** START MATERIAL SUPPLIED **

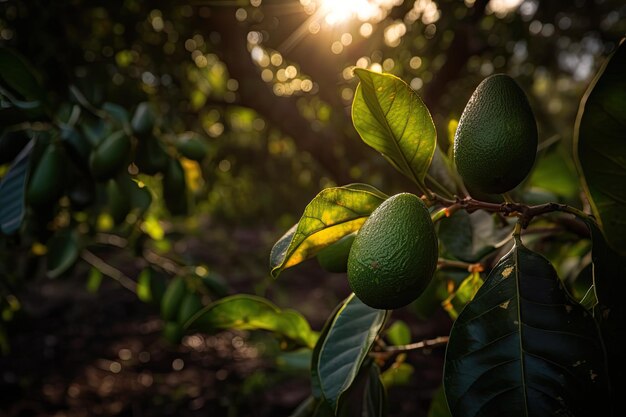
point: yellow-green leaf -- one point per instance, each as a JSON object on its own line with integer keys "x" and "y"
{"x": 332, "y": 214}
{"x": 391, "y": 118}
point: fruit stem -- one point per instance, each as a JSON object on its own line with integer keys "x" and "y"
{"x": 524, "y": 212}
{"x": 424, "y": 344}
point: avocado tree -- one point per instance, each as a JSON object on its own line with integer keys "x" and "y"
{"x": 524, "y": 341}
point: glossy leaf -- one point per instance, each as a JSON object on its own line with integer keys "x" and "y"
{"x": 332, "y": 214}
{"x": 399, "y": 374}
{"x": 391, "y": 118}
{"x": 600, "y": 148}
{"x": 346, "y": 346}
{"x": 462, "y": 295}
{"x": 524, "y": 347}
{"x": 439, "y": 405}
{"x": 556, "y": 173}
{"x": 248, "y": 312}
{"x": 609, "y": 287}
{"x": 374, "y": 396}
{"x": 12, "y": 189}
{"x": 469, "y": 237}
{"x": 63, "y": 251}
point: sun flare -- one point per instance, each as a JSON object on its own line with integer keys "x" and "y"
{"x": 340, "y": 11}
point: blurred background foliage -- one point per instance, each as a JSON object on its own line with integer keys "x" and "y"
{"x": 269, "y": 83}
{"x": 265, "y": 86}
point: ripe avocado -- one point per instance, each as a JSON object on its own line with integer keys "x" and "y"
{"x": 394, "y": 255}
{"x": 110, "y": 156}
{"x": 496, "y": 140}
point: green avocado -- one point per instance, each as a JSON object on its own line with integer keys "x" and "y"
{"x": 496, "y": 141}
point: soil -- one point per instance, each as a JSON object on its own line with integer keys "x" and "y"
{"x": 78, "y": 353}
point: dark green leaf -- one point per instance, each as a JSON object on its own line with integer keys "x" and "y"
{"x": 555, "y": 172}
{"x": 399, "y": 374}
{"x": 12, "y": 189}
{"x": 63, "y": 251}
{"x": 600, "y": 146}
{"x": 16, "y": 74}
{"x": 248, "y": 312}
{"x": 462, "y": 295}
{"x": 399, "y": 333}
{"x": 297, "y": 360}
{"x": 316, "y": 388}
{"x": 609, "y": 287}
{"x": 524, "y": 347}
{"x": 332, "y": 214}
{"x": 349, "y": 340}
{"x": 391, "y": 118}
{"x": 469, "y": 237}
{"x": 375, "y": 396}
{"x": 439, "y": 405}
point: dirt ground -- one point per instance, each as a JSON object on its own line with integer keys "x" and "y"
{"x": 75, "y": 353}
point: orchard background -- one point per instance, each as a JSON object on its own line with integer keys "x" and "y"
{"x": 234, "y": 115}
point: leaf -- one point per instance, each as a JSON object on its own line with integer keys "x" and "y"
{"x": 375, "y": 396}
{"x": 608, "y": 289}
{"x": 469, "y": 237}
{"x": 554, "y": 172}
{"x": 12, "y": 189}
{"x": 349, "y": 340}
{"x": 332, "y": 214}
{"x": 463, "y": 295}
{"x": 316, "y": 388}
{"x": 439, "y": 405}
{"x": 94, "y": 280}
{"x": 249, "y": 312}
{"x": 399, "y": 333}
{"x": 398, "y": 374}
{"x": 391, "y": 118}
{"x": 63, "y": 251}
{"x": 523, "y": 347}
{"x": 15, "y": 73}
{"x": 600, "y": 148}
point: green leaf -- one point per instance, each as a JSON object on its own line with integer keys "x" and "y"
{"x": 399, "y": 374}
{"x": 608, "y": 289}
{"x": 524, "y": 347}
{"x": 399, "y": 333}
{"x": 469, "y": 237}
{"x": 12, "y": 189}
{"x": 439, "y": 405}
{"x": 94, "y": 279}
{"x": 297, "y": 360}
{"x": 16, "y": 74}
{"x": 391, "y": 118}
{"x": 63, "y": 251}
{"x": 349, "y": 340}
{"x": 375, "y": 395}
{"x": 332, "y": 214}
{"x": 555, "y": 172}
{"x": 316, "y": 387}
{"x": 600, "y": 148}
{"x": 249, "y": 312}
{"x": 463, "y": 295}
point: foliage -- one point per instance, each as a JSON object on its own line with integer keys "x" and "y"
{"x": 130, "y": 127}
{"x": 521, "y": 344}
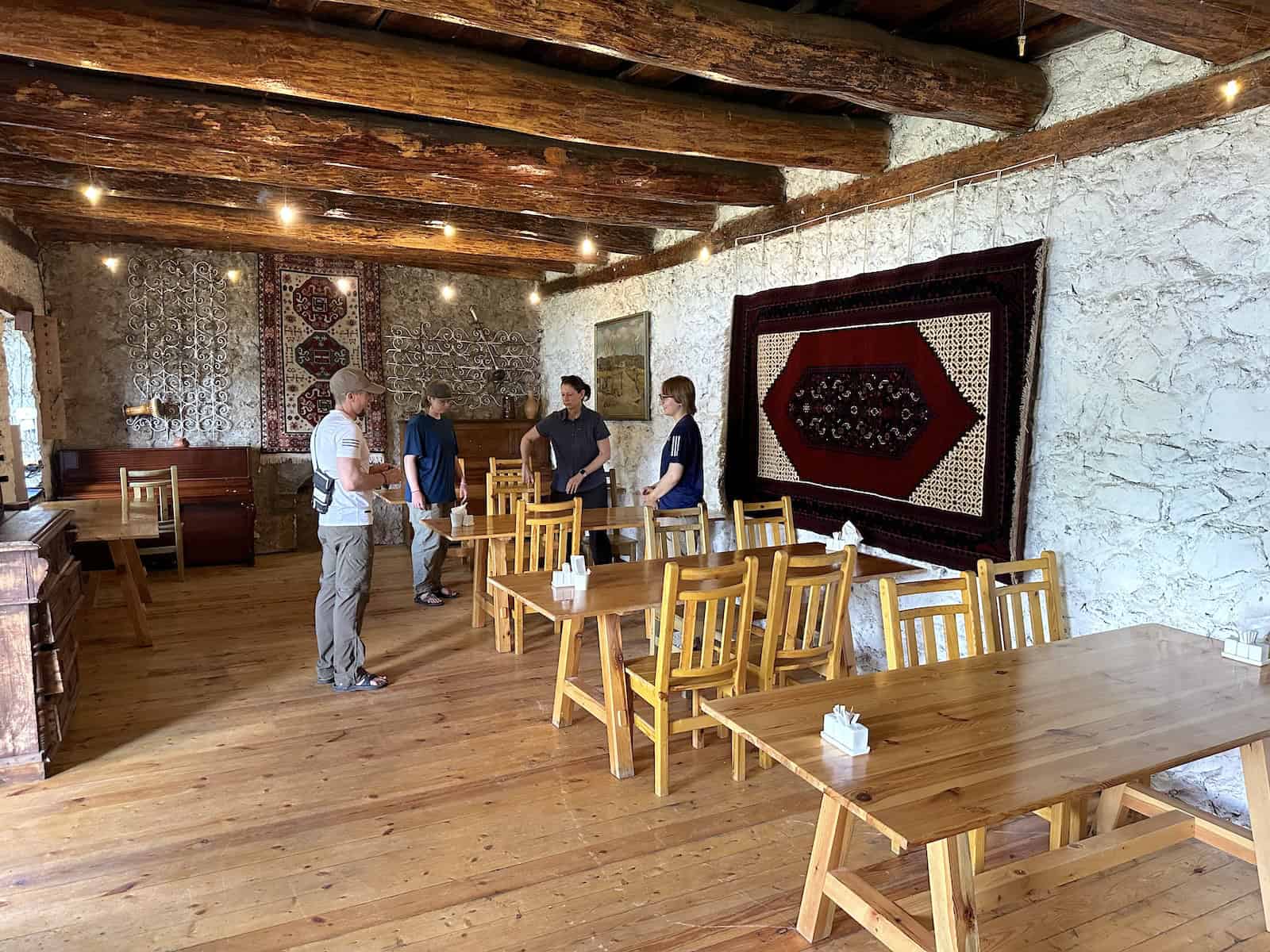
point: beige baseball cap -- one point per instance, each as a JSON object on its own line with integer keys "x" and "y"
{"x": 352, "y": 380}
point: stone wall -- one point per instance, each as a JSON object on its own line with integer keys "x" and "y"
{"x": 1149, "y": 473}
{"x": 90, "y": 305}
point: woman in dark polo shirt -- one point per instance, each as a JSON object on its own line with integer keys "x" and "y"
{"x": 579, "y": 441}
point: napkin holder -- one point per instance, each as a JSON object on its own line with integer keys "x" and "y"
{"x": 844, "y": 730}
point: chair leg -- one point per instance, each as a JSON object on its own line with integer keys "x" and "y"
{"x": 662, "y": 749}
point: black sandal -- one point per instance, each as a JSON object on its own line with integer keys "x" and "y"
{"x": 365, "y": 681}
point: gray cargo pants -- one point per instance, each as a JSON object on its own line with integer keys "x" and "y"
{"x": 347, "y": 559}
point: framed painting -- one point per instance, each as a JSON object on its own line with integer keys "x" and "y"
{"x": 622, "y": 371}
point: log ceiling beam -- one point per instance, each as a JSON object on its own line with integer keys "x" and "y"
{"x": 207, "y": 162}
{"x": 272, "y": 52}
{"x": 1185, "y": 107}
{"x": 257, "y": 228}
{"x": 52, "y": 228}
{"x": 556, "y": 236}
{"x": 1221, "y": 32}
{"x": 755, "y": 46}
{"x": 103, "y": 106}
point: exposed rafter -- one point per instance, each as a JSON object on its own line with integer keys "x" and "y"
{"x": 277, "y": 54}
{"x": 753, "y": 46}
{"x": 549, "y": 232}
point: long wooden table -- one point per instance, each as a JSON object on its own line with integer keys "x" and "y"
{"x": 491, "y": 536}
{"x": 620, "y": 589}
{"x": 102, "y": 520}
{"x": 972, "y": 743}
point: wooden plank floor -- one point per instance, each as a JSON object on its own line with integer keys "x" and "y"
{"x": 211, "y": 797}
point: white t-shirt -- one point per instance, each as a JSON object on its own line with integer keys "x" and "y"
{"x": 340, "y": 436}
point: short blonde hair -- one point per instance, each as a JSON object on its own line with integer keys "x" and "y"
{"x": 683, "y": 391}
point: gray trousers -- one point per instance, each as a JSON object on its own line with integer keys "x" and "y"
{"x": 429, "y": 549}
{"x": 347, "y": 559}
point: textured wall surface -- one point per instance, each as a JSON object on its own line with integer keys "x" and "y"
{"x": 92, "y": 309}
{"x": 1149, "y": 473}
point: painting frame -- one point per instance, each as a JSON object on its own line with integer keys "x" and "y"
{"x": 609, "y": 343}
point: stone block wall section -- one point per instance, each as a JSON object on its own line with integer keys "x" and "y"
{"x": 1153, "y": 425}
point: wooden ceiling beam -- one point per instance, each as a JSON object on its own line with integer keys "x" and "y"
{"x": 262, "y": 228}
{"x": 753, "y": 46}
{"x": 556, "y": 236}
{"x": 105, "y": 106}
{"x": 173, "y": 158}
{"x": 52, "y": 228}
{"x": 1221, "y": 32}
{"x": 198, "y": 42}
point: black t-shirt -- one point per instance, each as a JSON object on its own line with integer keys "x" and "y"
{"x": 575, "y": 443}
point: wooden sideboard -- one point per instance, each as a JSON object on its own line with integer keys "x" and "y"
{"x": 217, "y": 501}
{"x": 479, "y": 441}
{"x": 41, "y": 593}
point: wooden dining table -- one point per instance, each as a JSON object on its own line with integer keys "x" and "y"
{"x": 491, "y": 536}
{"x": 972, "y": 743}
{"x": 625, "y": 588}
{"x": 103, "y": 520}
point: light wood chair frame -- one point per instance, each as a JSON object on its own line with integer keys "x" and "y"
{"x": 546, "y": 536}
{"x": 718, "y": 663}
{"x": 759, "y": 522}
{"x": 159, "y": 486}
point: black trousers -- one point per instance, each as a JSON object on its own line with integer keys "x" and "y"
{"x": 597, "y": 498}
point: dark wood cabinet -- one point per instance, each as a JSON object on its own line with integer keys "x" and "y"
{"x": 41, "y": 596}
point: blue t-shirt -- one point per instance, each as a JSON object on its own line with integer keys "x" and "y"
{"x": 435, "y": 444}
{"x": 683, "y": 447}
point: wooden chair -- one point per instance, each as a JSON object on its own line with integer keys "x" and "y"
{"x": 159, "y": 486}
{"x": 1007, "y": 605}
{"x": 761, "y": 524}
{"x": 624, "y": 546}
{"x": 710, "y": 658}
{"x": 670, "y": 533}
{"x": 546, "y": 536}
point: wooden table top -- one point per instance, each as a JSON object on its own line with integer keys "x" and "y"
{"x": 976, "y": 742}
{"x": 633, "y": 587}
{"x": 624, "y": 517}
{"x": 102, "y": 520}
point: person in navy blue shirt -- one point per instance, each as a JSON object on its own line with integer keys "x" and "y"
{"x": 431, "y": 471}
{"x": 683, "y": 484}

** END MATERIAL SUPPLIED **
** START MATERIAL SUPPLIED **

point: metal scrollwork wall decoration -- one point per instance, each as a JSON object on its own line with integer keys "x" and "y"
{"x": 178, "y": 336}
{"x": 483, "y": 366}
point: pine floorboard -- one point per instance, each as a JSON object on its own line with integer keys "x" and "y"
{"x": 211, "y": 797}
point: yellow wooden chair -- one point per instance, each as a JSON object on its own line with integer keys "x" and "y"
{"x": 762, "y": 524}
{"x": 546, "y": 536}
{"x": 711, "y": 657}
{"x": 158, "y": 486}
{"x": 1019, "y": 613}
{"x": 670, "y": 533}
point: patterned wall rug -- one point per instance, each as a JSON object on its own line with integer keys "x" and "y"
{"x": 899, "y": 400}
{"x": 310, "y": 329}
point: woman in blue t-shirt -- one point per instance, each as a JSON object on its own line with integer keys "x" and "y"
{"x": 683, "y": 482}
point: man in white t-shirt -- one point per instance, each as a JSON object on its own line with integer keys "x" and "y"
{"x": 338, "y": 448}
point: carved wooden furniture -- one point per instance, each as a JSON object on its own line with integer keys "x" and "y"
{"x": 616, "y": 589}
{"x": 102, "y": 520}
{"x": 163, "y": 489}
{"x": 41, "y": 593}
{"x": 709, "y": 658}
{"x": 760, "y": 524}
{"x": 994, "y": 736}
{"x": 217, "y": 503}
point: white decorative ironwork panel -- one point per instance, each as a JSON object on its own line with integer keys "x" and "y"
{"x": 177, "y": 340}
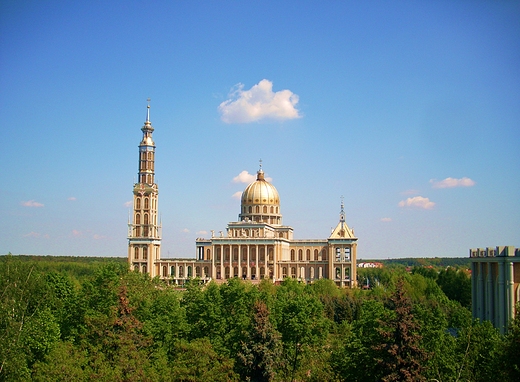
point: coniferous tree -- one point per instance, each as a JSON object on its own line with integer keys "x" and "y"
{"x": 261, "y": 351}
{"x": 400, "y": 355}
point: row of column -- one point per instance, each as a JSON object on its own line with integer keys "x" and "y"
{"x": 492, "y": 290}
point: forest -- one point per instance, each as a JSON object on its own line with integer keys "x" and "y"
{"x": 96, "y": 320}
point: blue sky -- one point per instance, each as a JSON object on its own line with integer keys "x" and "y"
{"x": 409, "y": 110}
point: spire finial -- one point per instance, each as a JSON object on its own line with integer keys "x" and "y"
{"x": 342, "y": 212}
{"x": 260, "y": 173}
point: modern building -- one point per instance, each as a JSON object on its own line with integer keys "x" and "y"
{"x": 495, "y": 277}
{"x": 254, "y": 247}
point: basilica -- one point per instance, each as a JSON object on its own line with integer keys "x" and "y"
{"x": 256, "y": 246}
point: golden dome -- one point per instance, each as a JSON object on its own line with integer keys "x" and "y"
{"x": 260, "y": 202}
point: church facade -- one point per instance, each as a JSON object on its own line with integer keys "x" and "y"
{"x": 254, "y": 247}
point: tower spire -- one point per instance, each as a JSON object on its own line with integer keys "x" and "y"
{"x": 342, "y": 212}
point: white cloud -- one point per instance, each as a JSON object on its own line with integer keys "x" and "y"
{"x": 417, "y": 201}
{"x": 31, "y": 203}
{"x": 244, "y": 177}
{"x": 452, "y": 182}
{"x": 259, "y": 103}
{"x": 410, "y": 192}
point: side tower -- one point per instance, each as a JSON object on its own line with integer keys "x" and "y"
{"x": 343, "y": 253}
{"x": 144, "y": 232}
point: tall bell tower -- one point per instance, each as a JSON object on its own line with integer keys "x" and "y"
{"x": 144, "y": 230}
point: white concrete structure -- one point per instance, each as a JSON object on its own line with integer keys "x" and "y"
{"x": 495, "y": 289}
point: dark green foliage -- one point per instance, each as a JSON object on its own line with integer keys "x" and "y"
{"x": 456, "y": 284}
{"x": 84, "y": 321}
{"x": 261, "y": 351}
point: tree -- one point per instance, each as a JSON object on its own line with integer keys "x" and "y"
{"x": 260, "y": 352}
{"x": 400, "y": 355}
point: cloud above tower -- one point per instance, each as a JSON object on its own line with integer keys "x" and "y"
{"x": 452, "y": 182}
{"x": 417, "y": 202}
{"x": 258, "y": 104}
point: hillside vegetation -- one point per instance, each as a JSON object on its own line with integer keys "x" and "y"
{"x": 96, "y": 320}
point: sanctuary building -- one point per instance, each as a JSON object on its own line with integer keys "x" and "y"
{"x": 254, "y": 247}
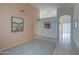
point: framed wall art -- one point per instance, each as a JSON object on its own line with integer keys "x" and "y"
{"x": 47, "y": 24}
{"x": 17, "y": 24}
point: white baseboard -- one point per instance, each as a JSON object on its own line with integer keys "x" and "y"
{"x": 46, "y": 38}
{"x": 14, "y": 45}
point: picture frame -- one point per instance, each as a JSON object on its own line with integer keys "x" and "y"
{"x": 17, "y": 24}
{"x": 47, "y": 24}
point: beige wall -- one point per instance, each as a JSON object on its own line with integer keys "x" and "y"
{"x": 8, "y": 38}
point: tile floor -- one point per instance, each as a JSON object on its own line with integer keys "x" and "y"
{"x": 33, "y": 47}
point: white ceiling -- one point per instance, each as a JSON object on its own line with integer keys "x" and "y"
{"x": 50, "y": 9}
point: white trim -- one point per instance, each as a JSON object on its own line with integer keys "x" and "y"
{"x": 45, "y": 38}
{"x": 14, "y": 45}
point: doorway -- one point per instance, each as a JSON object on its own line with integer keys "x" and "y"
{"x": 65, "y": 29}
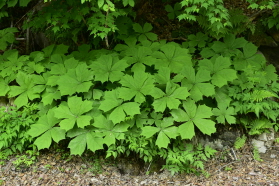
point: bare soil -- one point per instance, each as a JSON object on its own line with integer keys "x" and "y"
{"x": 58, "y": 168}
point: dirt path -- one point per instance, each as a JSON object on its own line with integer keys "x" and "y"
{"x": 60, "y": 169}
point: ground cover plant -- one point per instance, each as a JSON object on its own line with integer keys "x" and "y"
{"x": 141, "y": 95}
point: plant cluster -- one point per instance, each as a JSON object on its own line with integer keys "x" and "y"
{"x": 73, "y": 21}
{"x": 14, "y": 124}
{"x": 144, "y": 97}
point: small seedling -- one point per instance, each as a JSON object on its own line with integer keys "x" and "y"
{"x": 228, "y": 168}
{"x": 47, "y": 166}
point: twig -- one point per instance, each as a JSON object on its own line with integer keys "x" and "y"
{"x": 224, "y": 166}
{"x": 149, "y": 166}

** END MATERIAL SUPPLIED **

State how many lines of the material above contain the string "stone". Give only the number.

2